Your goal:
Select every line of the items that contains the word "reflection", matching case exactly, and copy those lines out.

Image boundary annotation data:
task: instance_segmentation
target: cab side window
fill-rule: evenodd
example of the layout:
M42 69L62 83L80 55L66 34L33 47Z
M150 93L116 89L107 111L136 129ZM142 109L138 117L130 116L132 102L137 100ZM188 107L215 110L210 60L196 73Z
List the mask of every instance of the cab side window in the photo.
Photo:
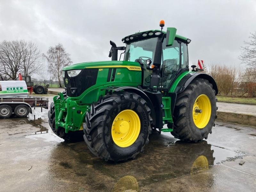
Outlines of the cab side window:
M188 67L188 46L184 43L181 43L181 68Z

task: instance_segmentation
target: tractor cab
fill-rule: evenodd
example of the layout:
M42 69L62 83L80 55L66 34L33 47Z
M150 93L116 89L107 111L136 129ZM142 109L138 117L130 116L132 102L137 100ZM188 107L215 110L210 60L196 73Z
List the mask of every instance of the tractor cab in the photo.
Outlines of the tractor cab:
M166 33L164 33L149 31L140 33L140 35L145 36L145 38L138 38L135 40L131 40L131 37L132 40L134 39L132 38L132 35L134 35L126 38L128 41L126 41L127 45L124 60L140 63L143 71L142 84L144 88L150 86L151 76L154 70L160 70L161 78L158 87L167 91L175 77L179 73L177 73L178 71L181 72L184 69L188 70L188 43L184 40L185 38L181 38L181 36L178 36L180 38L176 37L172 44L168 46ZM157 35L158 36L151 35L156 34L159 34ZM151 35L151 36L148 34ZM138 36L140 34L135 35ZM159 48L156 46L157 42L161 41L163 42L162 47L160 48L161 50L157 50L157 48ZM162 52L162 54L158 53L160 57L160 60L156 58L156 52ZM154 65L156 62L155 60L156 59L161 61L160 66Z
M126 47L116 47L111 42L110 52L113 54L109 56L112 56L112 60L117 60L117 50L125 50L124 60L140 65L142 87L152 89L156 86L158 89L167 92L176 77L189 70L188 45L191 40L176 35L175 28L163 31L164 26L160 25L161 30L151 30L124 37L122 41Z

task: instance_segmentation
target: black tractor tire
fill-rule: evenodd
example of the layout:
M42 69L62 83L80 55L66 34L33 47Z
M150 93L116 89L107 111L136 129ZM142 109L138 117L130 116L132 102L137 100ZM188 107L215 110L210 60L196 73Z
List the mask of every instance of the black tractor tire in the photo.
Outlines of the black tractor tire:
M42 85L36 85L33 89L35 93L36 94L43 94L44 92L44 87Z
M14 113L18 117L24 117L28 116L29 111L29 108L26 105L19 105L15 108Z
M57 136L64 139L65 141L73 143L81 141L84 140L83 130L76 131L70 131L67 133L65 132L65 129L59 127L56 128L55 124L55 108L54 103L52 102L50 105L50 110L48 111L48 123L52 130Z
M140 128L136 140L130 145L121 147L114 141L112 126L116 117L126 109L135 112L139 118ZM84 141L95 155L105 160L116 162L134 159L148 142L150 110L146 101L138 95L126 92L115 92L100 97L93 103L86 113L83 127Z
M206 139L212 129L215 125L217 117L217 99L215 91L212 85L205 79L196 78L185 90L177 96L173 113L173 130L171 132L175 137L186 141L201 141ZM202 94L205 95L210 100L211 114L207 124L199 129L194 123L193 113L194 104L196 98Z
M12 114L12 109L11 107L7 105L0 105L0 118L9 118Z

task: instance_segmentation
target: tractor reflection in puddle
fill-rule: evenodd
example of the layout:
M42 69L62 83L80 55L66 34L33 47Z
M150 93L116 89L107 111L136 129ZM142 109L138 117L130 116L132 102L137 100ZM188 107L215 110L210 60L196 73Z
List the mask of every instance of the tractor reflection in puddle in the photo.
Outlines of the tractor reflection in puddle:
M161 191L169 187L167 183L172 179L183 176L195 184L213 183L212 175L207 171L215 158L207 141L188 144L163 135L151 137L145 153L133 160L117 164L91 155L82 142L62 142L51 151L50 164L53 165L49 173L66 181L66 184L75 178L80 187L86 186L92 191L138 191L141 188L154 188L152 185L157 183L156 187L160 188L156 190ZM64 163L68 164L68 168L61 165Z

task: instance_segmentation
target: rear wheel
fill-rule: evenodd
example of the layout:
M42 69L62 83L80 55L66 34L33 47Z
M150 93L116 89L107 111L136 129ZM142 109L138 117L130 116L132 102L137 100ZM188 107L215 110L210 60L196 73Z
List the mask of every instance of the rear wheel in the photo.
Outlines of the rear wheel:
M17 117L26 117L29 112L29 108L25 105L19 105L14 110L14 113Z
M9 118L12 114L12 109L7 105L0 105L0 118Z
M65 132L65 129L61 127L56 129L55 124L55 108L54 104L52 102L50 105L50 110L48 111L48 123L52 132L58 137L63 139L68 142L77 142L84 140L84 132L82 130L69 131Z
M36 85L34 89L33 90L35 93L37 94L43 94L44 92L44 88L42 85Z
M134 158L148 142L150 109L138 95L117 92L92 103L83 127L95 156L117 162Z
M177 96L172 134L186 141L207 139L215 125L215 93L212 85L207 80L199 78L193 80Z

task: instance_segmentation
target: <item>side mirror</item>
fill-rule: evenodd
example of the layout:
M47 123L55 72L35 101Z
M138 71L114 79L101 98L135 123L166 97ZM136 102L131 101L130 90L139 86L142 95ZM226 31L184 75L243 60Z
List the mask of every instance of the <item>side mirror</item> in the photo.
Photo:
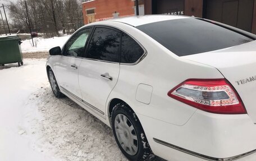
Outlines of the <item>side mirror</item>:
M49 51L51 56L58 56L61 55L61 49L60 47L51 48Z

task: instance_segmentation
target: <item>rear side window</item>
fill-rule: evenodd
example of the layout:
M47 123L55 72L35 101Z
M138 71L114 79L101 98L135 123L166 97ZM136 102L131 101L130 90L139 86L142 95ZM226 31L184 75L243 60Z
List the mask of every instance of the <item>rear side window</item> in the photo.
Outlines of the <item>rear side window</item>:
M253 40L220 25L193 18L136 27L179 56L207 52Z
M97 27L88 46L86 58L119 62L121 33Z
M122 34L121 45L121 63L133 63L144 54L140 45L125 33Z

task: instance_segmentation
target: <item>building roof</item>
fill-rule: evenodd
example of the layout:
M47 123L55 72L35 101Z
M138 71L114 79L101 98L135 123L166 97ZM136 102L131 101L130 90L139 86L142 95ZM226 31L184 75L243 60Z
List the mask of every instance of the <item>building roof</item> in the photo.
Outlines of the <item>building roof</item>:
M184 16L158 15L124 17L118 19L110 19L107 21L120 22L127 24L133 26L138 26L158 21L181 19L188 19L189 17L191 17Z

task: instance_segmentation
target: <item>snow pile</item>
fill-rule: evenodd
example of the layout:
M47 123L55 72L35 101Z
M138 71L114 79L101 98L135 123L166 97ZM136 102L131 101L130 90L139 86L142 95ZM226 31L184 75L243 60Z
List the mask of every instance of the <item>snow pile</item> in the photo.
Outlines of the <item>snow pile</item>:
M33 46L31 39L24 40L21 44L21 50L23 53L48 52L53 47L58 46L62 47L70 37L70 35L48 39L44 39L42 37L35 38L33 38L35 47Z
M52 94L45 59L0 66L0 160L127 160L112 130Z

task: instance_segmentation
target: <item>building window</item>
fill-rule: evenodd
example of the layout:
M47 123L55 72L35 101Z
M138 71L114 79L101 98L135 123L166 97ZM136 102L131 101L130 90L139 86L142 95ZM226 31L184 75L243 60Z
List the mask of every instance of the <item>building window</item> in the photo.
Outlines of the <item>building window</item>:
M86 13L87 15L94 13L94 9L86 10Z

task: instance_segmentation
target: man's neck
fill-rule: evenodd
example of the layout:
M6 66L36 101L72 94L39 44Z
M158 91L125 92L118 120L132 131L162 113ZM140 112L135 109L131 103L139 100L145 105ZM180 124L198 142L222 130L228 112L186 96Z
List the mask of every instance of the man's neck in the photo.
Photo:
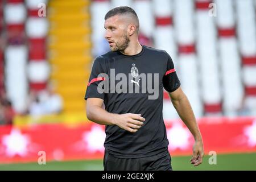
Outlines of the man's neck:
M129 46L123 51L120 51L122 54L128 56L133 56L138 54L142 50L142 46L138 41L134 43L130 42Z

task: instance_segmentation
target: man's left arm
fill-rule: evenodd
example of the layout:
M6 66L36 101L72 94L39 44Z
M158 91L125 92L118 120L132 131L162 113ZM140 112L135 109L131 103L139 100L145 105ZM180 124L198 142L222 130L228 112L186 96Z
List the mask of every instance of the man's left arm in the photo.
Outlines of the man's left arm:
M194 137L193 156L191 162L194 166L199 166L202 163L204 156L203 142L189 101L180 87L169 93L169 95L177 113Z

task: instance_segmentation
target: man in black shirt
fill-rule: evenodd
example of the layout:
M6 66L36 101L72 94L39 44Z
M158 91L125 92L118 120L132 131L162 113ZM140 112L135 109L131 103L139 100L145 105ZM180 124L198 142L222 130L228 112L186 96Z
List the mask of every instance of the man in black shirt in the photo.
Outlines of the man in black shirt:
M113 9L105 20L112 51L94 60L85 97L88 118L106 125L104 169L172 169L162 114L163 88L194 136L191 163L199 165L203 140L171 57L140 44L139 20L132 9Z

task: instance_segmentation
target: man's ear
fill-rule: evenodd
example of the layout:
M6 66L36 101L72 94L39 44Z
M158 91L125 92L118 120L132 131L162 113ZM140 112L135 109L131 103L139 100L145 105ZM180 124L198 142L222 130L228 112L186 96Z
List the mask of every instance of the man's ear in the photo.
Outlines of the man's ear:
M128 34L130 36L133 35L136 31L136 26L134 24L130 24L128 27Z

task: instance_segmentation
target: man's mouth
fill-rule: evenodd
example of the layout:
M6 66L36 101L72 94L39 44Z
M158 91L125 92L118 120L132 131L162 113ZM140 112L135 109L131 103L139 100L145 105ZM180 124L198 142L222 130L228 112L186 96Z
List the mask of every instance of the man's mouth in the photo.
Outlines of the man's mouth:
M109 42L109 46L112 46L114 44L114 42L111 41L111 40L108 40L108 41Z

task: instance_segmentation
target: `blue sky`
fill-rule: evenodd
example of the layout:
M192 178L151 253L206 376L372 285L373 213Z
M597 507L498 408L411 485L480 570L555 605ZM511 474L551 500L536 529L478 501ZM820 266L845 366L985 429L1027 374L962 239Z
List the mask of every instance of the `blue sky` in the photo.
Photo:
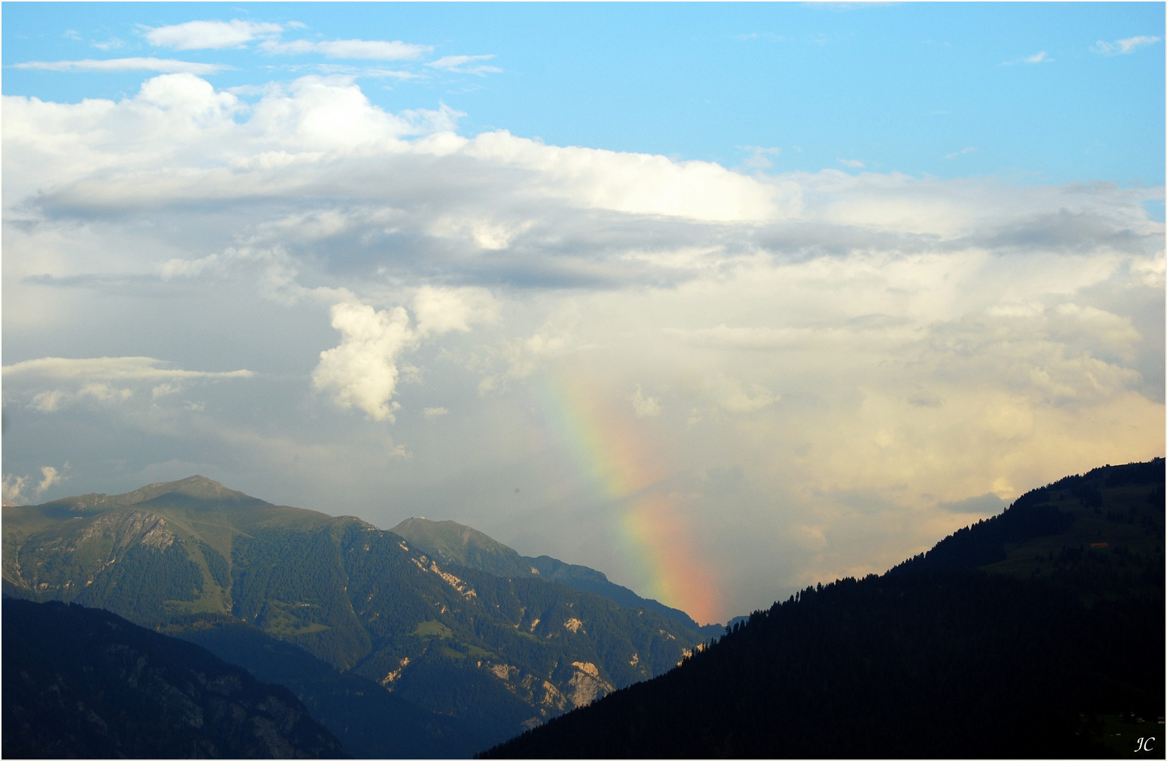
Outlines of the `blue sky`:
M144 36L191 19L278 23L284 41L399 40L429 50L362 61L266 54L259 40L175 50ZM729 167L759 156L782 171L861 162L914 176L1163 182L1162 42L1125 55L1099 47L1161 37L1162 3L9 2L5 21L6 94L119 98L142 78L13 68L32 61L232 66L210 77L217 87L289 80L319 64L380 68L421 76L362 77L375 104L445 103L466 114L467 135L501 128ZM498 71L425 65L443 56L492 56L461 68Z
M2 13L6 503L198 473L654 596L651 498L725 620L1165 453L1162 3Z

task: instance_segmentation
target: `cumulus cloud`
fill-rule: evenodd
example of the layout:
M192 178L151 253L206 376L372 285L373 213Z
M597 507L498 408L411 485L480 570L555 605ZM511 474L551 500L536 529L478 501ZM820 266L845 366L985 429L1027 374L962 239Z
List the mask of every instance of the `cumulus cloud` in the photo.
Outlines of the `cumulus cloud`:
M449 331L467 333L474 323L497 322L498 301L484 288L422 286L413 295L413 313L421 336Z
M13 64L16 69L44 71L161 71L163 73L212 75L231 66L218 63L195 63L174 58L85 58L83 61L29 61Z
M256 37L267 37L284 31L278 23L252 21L188 21L168 27L147 28L145 36L152 45L179 50L239 48Z
M619 507L552 441L569 379L628 435L613 446L654 453L747 590L727 605L750 609L885 570L967 522L966 500L1162 452L1163 226L1142 206L1161 189L743 174L467 138L457 112L391 113L344 76L253 94L167 75L117 103L4 99L5 348L182 333L173 365L5 368L13 472L44 460L12 442L97 416L107 438L74 444L137 458L120 479L202 463L197 442L260 496L343 489L392 524L439 495L633 584L627 558L562 536L565 515L602 536ZM207 357L257 373L173 374ZM193 388L218 396L189 414ZM714 472L740 478L713 494Z
M432 45L419 45L394 40L326 40L313 42L294 40L280 42L268 40L260 43L260 49L280 55L300 55L319 52L329 58L370 58L376 61L413 61L433 50Z
M68 467L69 464L67 463L65 468ZM0 482L4 503L22 505L27 500L39 500L47 491L67 479L68 475L51 465L46 465L41 468L41 481L36 486L33 486L33 479L29 475L6 473L4 481ZM26 488L28 487L32 488L26 492Z
M637 417L655 417L661 414L661 400L656 396L645 396L640 383L636 385L636 393L633 394L633 410Z
M1134 52L1139 48L1146 48L1159 42L1161 37L1152 37L1148 35L1139 35L1137 37L1127 37L1125 40L1116 40L1114 42L1104 42L1099 40L1090 49L1095 52L1100 52L1104 56L1125 56L1127 54Z
M392 401L397 359L418 341L410 316L401 306L376 310L350 302L334 304L331 316L333 327L341 331L341 344L320 353L313 385L331 392L341 409L356 407L370 420L392 423L400 408Z

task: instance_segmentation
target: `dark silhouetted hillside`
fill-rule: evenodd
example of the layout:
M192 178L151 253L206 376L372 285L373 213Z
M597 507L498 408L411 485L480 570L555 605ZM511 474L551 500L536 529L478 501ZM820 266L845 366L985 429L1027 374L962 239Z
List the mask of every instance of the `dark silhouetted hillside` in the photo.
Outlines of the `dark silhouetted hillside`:
M107 611L4 600L4 758L348 758L281 686Z
M1030 492L484 758L1130 754L1113 717L1162 732L1162 485L1159 459Z

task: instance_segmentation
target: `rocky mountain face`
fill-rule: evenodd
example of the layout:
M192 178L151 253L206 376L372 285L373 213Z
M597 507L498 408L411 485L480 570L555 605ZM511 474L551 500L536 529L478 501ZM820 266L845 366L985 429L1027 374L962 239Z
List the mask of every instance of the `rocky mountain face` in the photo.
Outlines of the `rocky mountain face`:
M286 689L79 605L4 600L2 711L6 759L348 758Z
M413 547L447 563L476 568L497 576L533 575L547 582L560 582L573 590L606 597L624 607L654 611L699 632L703 636L715 636L724 630L718 623L699 626L684 611L642 598L627 586L613 584L601 571L586 565L564 563L547 555L539 557L519 555L482 531L454 521L411 517L391 530L404 536Z
M1163 460L1034 489L483 758L1117 758L1162 732Z
M270 505L201 477L6 506L2 570L6 596L103 607L198 633L216 651L254 655L236 647L245 630L294 646L421 716L453 719L415 723L436 754L487 747L663 674L703 642L676 619L547 583L530 566L522 577L467 568L359 519ZM309 705L340 689L324 682L333 686L312 695L299 683ZM354 700L369 691L344 690Z

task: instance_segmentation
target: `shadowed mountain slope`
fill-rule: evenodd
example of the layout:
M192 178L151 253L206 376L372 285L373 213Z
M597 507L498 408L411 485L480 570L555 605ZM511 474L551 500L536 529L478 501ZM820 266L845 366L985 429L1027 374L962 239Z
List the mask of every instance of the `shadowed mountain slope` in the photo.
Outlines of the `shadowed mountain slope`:
M722 627L717 623L703 627L684 611L669 607L657 600L642 598L627 586L613 584L601 571L586 565L564 563L547 555L539 557L519 555L482 531L454 521L411 517L394 526L392 531L404 536L412 545L445 559L447 563L476 568L496 576L533 575L547 582L560 582L573 590L606 597L624 607L654 611L668 619L684 623L703 636L713 636L722 630Z
M398 746L434 755L488 747L662 674L703 641L651 609L529 572L452 568L359 519L271 505L201 477L5 506L2 570L7 596L197 633L259 669L247 658L263 648L236 642L254 634L236 626L246 623L422 711L426 720L406 726L420 745ZM392 738L355 741L354 725L328 712L336 690L387 705L379 692L333 675L279 681L354 752L385 755Z
M483 758L1132 755L1113 717L1163 714L1162 489L1162 459L1035 489Z
M281 686L79 605L4 600L4 758L348 758Z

Expected answer:
target: tractor reflection in puddle
List the mask of every instance of the tractor reflection in puddle in the photo.
Outlines of the tractor reflection in puddle:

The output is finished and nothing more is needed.